[start]

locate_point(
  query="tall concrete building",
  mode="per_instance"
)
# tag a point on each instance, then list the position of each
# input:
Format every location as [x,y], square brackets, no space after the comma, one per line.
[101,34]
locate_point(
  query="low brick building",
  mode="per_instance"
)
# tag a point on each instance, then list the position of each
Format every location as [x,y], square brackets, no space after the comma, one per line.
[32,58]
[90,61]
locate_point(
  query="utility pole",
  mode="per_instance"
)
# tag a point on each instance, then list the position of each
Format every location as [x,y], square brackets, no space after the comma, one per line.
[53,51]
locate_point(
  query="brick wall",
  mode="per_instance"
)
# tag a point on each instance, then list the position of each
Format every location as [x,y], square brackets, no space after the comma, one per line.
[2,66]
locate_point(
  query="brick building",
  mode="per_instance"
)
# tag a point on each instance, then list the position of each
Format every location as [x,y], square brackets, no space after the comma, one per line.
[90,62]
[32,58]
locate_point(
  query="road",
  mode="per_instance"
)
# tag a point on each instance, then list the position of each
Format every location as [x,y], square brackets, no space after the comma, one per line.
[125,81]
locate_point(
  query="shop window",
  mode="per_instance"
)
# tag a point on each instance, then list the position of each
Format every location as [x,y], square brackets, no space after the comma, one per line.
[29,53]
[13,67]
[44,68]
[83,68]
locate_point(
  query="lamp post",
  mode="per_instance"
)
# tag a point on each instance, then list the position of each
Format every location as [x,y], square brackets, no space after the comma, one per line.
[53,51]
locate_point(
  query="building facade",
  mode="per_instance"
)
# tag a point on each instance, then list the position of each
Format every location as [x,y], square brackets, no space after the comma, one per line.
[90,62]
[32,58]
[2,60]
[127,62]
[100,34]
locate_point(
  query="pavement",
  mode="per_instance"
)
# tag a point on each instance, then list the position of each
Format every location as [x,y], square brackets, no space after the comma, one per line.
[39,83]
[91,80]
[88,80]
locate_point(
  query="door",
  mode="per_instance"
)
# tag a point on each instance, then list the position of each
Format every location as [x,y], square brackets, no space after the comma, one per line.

[end]

◆ Set task
Return every line above that contains the word "brick". Case matters.

◆ Response
  query="low brick building",
  query="brick wall",
  query="brick building",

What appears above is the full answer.